◆ **Your instructions**
Locate the string "brick" in the records below. Copy every line where it occurs.

%%

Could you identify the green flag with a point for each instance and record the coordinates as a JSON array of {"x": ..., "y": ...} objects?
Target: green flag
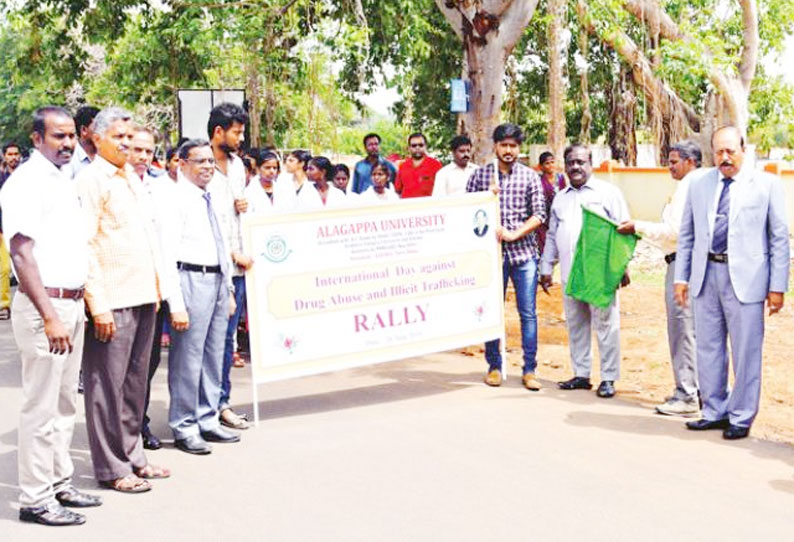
[{"x": 600, "y": 261}]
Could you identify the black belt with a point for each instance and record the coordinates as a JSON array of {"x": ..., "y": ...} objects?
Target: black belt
[
  {"x": 62, "y": 293},
  {"x": 199, "y": 268}
]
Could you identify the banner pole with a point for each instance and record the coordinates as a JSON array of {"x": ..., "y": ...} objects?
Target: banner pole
[{"x": 256, "y": 401}]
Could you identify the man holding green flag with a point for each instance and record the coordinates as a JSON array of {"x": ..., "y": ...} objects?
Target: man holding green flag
[{"x": 565, "y": 226}]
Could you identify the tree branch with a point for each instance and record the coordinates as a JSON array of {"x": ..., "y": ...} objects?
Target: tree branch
[
  {"x": 749, "y": 59},
  {"x": 655, "y": 90}
]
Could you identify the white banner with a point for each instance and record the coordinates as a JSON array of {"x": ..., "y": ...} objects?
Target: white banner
[{"x": 348, "y": 287}]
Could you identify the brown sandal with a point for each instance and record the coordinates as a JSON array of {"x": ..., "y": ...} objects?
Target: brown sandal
[
  {"x": 152, "y": 472},
  {"x": 128, "y": 484}
]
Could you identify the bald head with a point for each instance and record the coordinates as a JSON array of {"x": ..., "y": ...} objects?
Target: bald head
[{"x": 728, "y": 146}]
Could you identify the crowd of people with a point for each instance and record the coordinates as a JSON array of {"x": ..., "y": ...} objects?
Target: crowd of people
[{"x": 111, "y": 251}]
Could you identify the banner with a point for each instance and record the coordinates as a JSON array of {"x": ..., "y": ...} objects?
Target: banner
[
  {"x": 348, "y": 287},
  {"x": 601, "y": 257}
]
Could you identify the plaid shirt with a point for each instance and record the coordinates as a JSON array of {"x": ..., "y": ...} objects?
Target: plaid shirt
[
  {"x": 520, "y": 198},
  {"x": 124, "y": 265}
]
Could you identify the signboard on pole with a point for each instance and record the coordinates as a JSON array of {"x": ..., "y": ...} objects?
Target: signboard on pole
[
  {"x": 195, "y": 106},
  {"x": 348, "y": 287}
]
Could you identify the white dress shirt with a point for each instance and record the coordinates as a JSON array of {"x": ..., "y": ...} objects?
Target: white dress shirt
[
  {"x": 259, "y": 203},
  {"x": 79, "y": 160},
  {"x": 287, "y": 199},
  {"x": 40, "y": 202},
  {"x": 164, "y": 197},
  {"x": 370, "y": 196},
  {"x": 225, "y": 188},
  {"x": 451, "y": 179},
  {"x": 565, "y": 222},
  {"x": 190, "y": 236},
  {"x": 665, "y": 233}
]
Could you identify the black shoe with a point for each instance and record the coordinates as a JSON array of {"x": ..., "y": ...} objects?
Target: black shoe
[
  {"x": 220, "y": 435},
  {"x": 150, "y": 442},
  {"x": 704, "y": 424},
  {"x": 735, "y": 432},
  {"x": 76, "y": 499},
  {"x": 193, "y": 444},
  {"x": 606, "y": 389},
  {"x": 53, "y": 515},
  {"x": 576, "y": 383}
]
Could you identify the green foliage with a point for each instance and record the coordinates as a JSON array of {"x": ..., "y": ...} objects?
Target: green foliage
[
  {"x": 311, "y": 58},
  {"x": 771, "y": 114},
  {"x": 36, "y": 68}
]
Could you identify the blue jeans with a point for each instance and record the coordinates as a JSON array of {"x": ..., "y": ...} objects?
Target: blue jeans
[
  {"x": 525, "y": 282},
  {"x": 228, "y": 352}
]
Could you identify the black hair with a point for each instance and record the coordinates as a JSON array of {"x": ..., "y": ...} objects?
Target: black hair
[
  {"x": 225, "y": 115},
  {"x": 370, "y": 136},
  {"x": 324, "y": 164},
  {"x": 688, "y": 149},
  {"x": 570, "y": 148},
  {"x": 303, "y": 156},
  {"x": 731, "y": 127},
  {"x": 342, "y": 167},
  {"x": 11, "y": 144},
  {"x": 41, "y": 113},
  {"x": 459, "y": 141},
  {"x": 189, "y": 145},
  {"x": 417, "y": 134},
  {"x": 382, "y": 166},
  {"x": 84, "y": 117},
  {"x": 264, "y": 156},
  {"x": 508, "y": 131}
]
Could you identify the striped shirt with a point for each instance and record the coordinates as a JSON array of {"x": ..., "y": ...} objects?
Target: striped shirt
[
  {"x": 124, "y": 254},
  {"x": 520, "y": 198}
]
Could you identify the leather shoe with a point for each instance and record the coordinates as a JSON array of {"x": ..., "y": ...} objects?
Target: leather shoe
[
  {"x": 494, "y": 378},
  {"x": 576, "y": 383},
  {"x": 704, "y": 424},
  {"x": 76, "y": 499},
  {"x": 735, "y": 432},
  {"x": 193, "y": 444},
  {"x": 220, "y": 435},
  {"x": 531, "y": 382},
  {"x": 53, "y": 515},
  {"x": 150, "y": 442},
  {"x": 606, "y": 389}
]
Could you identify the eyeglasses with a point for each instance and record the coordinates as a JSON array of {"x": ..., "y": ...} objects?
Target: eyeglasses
[{"x": 202, "y": 161}]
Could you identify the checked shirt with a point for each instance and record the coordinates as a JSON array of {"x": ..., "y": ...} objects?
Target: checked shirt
[{"x": 521, "y": 197}]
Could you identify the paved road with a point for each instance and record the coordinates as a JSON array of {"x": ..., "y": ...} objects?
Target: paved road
[{"x": 421, "y": 450}]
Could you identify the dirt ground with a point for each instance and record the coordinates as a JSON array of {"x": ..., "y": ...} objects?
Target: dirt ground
[{"x": 646, "y": 376}]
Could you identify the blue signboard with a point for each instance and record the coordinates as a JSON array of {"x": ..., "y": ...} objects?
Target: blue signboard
[{"x": 459, "y": 102}]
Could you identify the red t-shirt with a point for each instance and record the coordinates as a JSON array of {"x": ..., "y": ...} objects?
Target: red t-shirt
[{"x": 415, "y": 182}]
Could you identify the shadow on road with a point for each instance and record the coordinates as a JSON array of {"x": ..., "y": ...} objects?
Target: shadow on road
[{"x": 408, "y": 384}]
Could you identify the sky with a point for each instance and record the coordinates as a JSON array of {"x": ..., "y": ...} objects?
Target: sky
[{"x": 382, "y": 98}]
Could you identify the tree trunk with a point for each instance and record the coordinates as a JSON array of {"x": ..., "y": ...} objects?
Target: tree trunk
[
  {"x": 489, "y": 30},
  {"x": 677, "y": 119},
  {"x": 623, "y": 107},
  {"x": 730, "y": 106},
  {"x": 584, "y": 87},
  {"x": 558, "y": 47},
  {"x": 254, "y": 109}
]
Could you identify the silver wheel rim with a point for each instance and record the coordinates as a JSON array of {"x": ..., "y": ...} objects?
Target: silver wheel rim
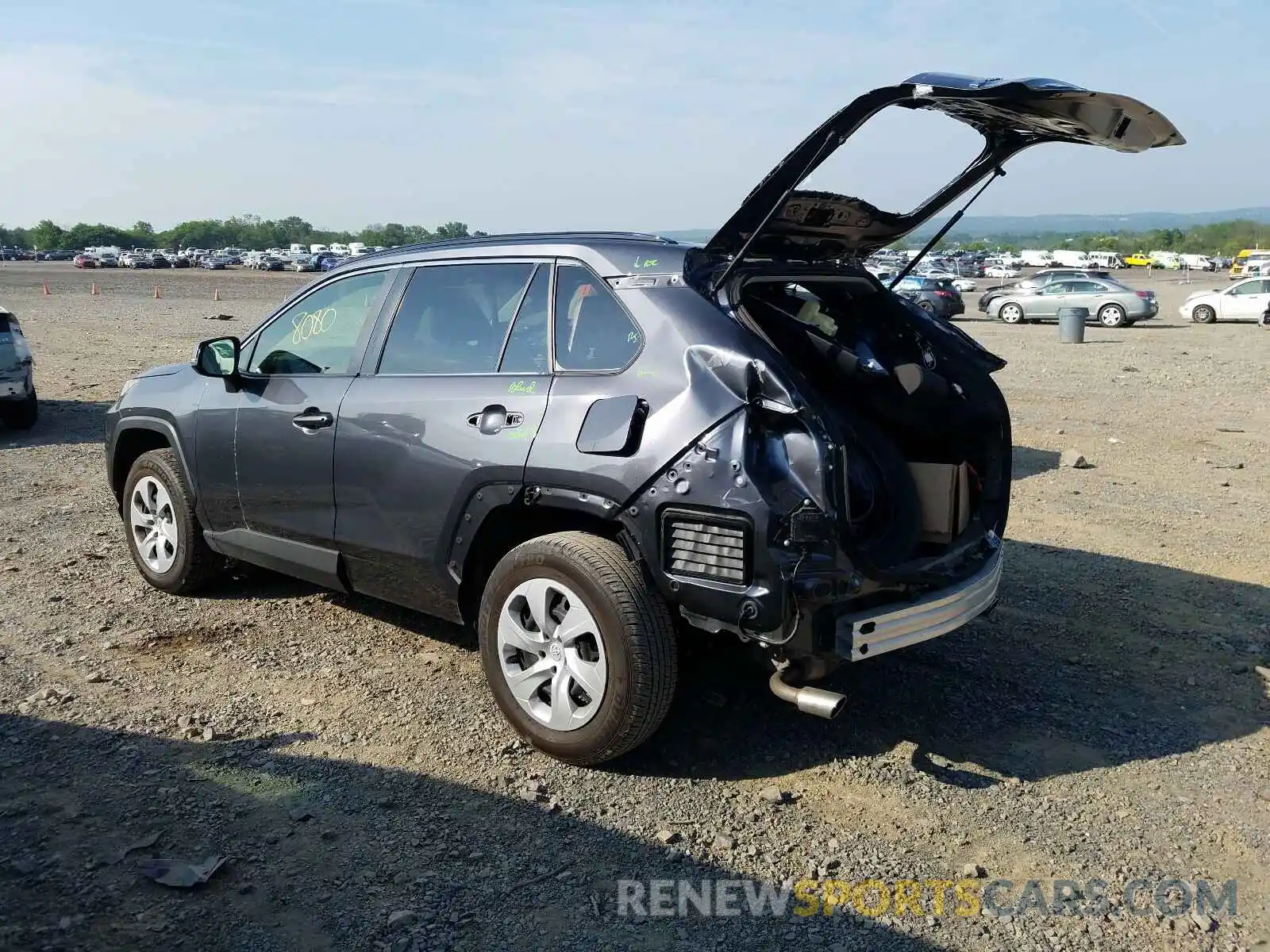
[
  {"x": 154, "y": 524},
  {"x": 552, "y": 655}
]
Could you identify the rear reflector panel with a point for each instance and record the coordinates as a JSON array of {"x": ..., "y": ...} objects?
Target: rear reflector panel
[{"x": 706, "y": 546}]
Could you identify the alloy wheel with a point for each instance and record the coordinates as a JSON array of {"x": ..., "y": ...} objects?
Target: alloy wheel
[
  {"x": 154, "y": 524},
  {"x": 552, "y": 655}
]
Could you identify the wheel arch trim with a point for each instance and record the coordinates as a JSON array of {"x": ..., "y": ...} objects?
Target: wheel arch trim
[{"x": 152, "y": 424}]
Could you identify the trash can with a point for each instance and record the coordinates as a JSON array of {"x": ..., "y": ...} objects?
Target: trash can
[{"x": 1071, "y": 324}]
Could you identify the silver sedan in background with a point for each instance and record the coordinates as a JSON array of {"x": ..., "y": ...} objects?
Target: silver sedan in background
[{"x": 1110, "y": 304}]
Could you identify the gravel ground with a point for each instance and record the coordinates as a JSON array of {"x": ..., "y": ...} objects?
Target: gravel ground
[{"x": 1109, "y": 721}]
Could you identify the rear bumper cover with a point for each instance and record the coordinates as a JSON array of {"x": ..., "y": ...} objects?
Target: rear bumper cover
[{"x": 867, "y": 634}]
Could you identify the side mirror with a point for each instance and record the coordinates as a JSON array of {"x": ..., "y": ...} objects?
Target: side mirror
[{"x": 217, "y": 357}]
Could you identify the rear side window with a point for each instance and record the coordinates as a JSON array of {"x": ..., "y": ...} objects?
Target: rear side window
[
  {"x": 592, "y": 329},
  {"x": 454, "y": 317}
]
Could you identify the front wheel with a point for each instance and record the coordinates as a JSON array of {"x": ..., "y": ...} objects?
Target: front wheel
[
  {"x": 578, "y": 649},
  {"x": 1013, "y": 314},
  {"x": 1204, "y": 315},
  {"x": 1111, "y": 317},
  {"x": 164, "y": 536}
]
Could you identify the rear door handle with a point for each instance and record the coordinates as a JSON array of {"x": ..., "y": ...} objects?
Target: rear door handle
[
  {"x": 313, "y": 419},
  {"x": 495, "y": 418}
]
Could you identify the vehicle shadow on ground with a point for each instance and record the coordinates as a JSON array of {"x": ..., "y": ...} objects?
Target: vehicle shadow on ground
[
  {"x": 1087, "y": 662},
  {"x": 1032, "y": 463},
  {"x": 60, "y": 423},
  {"x": 249, "y": 582},
  {"x": 321, "y": 854}
]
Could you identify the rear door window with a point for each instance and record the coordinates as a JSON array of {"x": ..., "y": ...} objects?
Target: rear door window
[
  {"x": 592, "y": 329},
  {"x": 454, "y": 317}
]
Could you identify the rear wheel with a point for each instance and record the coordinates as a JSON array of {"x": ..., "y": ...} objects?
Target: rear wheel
[
  {"x": 1013, "y": 314},
  {"x": 1111, "y": 317},
  {"x": 21, "y": 416},
  {"x": 578, "y": 649},
  {"x": 1204, "y": 315}
]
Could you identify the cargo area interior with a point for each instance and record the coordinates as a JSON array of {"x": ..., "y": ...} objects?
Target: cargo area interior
[{"x": 918, "y": 444}]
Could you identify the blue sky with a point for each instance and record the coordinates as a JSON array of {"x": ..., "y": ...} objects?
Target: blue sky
[{"x": 518, "y": 114}]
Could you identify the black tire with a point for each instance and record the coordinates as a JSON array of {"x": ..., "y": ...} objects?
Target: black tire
[
  {"x": 1203, "y": 314},
  {"x": 21, "y": 416},
  {"x": 886, "y": 507},
  {"x": 194, "y": 564},
  {"x": 634, "y": 625},
  {"x": 1111, "y": 317}
]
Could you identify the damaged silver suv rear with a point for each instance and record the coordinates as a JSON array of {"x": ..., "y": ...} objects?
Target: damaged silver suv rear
[{"x": 590, "y": 446}]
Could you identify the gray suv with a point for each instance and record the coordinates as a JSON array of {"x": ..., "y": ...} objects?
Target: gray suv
[
  {"x": 19, "y": 406},
  {"x": 590, "y": 446}
]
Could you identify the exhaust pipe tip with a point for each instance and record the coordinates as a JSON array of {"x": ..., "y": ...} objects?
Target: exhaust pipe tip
[
  {"x": 822, "y": 704},
  {"x": 813, "y": 701}
]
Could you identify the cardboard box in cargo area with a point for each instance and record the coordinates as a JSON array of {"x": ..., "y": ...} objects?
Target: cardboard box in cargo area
[{"x": 944, "y": 492}]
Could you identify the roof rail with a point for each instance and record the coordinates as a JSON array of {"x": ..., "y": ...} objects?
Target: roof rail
[{"x": 525, "y": 236}]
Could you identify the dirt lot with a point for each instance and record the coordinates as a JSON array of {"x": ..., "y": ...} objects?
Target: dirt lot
[{"x": 1109, "y": 721}]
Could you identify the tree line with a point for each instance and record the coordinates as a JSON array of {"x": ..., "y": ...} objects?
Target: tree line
[
  {"x": 1226, "y": 238},
  {"x": 248, "y": 232}
]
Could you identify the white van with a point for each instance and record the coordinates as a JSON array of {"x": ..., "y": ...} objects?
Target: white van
[
  {"x": 1199, "y": 263},
  {"x": 1034, "y": 258},
  {"x": 1106, "y": 259},
  {"x": 1073, "y": 259}
]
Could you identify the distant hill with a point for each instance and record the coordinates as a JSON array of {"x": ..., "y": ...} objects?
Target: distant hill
[{"x": 976, "y": 226}]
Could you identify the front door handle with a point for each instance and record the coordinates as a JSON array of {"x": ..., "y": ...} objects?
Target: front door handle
[
  {"x": 495, "y": 418},
  {"x": 313, "y": 419}
]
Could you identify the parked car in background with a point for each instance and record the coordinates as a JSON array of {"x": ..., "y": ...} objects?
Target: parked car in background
[
  {"x": 1035, "y": 258},
  {"x": 19, "y": 406},
  {"x": 1001, "y": 271},
  {"x": 933, "y": 295},
  {"x": 1073, "y": 259},
  {"x": 1106, "y": 259},
  {"x": 1110, "y": 304},
  {"x": 1038, "y": 281},
  {"x": 1249, "y": 262},
  {"x": 1245, "y": 300},
  {"x": 575, "y": 443}
]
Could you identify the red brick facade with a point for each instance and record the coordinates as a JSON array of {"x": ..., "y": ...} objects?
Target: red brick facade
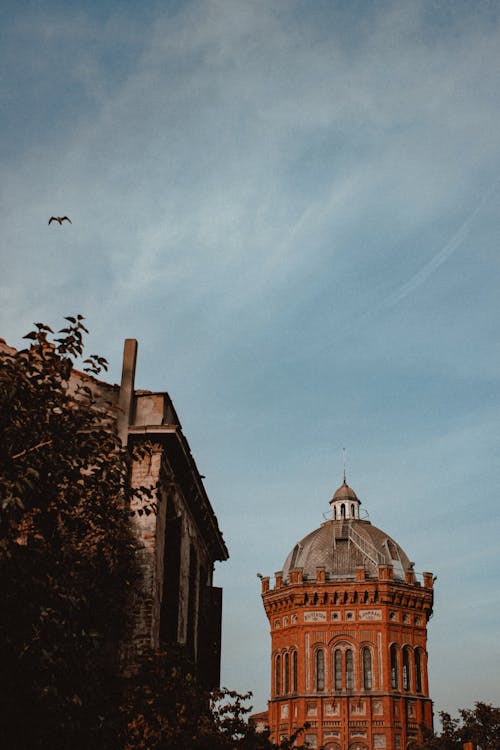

%%

◆ **Result**
Could you identify the red brick facade with a point for each instance and record the coordinates as a JSON array of {"x": ..., "y": ...} objects?
Target: red brick facade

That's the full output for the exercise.